EXERCISES:
[a] According to the extract on DER-encoded entitlements, what two elements make up each individual entitlement?
[b] Using the extract on DER-encoded entitlements, explain why replacing XML with DER was likely done.

An example from Apple developer documentation shows what DER-encoded entitlements might look like:
appl [ 16 ] INTEGER :01 cont [ 16 ] SEQUENCE UTF8STRING :application-identifier UTF8STRING :SKMME9E2Y8.com.example.apple-samplecode.ProfileExplainer SEQUENCE UTF8STRING :com.apple.developer.team-identifier UTF8STRING :SKMME9E2Y8 SEQUENCE UTF8STRING :get-task-allow BOOLEAN :255 SEQUENCE UTF8STRING :keychain-access-groups SEQUENCE UTF8STRING :SKMME9E2Y8.* UTF8STRING :com.apple.token |
Each individual entitlement is a sequence which has two elements: a key and a value, e.g. “get-task-allow”:boolean(true). All entitlements are also a part of a constructed type (denoted as “cont [ 16 ]” in the listing).
DER is meant to have unique binary representation and replacing XML with DER was very likely motivated, at least in part, by preventing issues such as Psychic Paper. But does it necessarily succeed in that goal?
How entitlements are checked
To understand how entitlements are checked, it is useful to also look at the bigger picture and understand what security/integrity checks Apple operating systems perform on binaries before (and in some cases, while) running them.

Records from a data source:
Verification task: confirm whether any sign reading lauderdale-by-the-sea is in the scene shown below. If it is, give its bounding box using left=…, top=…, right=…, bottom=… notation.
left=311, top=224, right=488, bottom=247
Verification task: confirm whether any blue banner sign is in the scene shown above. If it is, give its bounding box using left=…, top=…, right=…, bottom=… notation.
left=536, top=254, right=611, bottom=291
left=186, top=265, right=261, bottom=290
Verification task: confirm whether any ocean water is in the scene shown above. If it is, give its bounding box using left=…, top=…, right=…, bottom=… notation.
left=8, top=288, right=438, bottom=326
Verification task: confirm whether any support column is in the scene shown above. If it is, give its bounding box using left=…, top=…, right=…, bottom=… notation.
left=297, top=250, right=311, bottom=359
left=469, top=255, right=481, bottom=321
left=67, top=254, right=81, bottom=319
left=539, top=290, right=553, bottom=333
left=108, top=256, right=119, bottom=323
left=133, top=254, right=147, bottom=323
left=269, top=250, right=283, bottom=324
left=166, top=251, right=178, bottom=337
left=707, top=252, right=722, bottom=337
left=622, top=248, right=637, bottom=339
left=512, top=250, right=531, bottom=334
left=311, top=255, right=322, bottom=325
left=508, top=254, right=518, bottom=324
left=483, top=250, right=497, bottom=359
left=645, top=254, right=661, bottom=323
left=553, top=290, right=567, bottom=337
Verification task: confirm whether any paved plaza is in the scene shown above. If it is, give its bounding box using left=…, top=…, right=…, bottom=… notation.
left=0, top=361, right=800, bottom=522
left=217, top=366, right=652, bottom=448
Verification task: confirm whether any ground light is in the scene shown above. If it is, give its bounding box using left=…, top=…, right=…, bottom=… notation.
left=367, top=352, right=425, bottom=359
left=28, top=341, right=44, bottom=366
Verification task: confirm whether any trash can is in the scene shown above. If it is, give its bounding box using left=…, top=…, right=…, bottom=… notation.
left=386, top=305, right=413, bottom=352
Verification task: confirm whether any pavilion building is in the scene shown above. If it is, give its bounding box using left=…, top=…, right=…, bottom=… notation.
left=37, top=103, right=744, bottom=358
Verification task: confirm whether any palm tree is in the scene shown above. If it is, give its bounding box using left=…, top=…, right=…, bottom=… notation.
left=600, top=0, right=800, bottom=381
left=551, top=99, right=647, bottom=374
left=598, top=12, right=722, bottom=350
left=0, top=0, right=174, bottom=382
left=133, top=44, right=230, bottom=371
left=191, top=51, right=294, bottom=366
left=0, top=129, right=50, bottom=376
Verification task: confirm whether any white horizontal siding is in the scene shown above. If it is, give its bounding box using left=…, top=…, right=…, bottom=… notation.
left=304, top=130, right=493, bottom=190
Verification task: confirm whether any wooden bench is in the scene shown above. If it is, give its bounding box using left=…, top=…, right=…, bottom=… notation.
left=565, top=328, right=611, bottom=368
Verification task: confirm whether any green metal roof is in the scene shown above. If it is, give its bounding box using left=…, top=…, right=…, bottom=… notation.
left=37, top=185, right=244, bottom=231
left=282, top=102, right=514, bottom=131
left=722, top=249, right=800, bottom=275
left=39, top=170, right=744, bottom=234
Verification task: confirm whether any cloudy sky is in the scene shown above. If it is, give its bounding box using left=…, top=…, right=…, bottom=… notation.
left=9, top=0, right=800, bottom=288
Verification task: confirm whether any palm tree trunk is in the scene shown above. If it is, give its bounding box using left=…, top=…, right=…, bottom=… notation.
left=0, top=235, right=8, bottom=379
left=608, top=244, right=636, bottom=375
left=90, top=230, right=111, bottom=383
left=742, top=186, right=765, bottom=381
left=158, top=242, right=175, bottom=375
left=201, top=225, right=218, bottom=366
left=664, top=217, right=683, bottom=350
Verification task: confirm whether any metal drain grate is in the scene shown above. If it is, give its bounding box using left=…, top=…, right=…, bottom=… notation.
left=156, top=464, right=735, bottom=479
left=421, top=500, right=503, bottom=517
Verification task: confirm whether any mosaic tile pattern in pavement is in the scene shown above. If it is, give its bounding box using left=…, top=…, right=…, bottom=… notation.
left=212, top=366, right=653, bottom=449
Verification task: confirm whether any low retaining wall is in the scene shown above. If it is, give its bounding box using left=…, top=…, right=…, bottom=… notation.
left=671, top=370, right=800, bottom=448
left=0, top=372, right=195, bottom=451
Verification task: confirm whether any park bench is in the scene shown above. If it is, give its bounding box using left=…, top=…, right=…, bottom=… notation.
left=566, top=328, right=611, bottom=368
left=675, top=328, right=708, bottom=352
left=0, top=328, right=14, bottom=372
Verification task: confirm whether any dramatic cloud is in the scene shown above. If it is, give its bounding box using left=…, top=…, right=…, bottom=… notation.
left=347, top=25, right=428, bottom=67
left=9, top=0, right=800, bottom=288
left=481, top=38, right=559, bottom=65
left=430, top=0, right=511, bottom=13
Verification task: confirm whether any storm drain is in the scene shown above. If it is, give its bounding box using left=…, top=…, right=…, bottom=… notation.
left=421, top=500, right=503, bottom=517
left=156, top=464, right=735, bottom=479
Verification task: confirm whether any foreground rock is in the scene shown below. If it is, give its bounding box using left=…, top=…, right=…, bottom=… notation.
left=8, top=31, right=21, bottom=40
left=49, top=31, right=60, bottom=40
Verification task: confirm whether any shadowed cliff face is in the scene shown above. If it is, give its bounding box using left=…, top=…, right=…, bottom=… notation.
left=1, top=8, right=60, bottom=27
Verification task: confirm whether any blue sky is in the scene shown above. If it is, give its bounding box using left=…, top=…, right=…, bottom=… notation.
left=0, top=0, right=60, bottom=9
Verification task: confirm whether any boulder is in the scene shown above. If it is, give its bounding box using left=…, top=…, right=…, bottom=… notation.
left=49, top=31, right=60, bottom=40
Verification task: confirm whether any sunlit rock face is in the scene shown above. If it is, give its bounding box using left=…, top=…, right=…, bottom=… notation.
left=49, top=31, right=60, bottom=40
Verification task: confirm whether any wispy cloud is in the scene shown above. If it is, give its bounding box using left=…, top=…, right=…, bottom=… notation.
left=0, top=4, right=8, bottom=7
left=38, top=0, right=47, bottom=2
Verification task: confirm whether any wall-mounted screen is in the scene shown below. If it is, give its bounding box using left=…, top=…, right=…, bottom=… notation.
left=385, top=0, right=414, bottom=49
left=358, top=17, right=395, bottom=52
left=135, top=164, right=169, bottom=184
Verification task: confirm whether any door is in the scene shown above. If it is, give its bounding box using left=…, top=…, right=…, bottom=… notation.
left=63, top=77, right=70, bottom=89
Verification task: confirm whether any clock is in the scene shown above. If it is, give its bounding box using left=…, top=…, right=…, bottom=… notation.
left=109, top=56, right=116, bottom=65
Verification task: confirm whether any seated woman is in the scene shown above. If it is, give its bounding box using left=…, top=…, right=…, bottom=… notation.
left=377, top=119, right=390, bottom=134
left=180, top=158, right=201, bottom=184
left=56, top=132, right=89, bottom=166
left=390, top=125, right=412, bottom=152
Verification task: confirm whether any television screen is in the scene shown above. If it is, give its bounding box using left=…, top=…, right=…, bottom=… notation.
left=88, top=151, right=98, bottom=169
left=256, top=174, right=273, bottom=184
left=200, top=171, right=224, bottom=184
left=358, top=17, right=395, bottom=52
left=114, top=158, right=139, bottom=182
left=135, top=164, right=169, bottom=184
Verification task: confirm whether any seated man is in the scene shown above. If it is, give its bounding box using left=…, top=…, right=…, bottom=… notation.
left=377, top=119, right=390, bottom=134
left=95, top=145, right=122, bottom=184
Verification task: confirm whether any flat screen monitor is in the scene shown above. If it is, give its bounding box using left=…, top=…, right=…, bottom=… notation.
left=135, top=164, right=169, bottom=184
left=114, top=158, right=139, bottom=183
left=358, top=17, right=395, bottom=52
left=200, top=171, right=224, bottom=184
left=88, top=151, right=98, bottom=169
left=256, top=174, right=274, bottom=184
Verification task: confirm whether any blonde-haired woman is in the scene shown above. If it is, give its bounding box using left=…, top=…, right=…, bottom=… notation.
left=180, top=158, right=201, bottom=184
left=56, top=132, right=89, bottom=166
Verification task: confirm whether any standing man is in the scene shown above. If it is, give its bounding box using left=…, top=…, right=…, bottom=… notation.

OUTPUTS IN ORDER:
[a] A key and a value.

[b] DER is meant to have a unique binary representation. The switch from XML was very likely motivated, at least in part, by preventing issues such as Psychic Paper.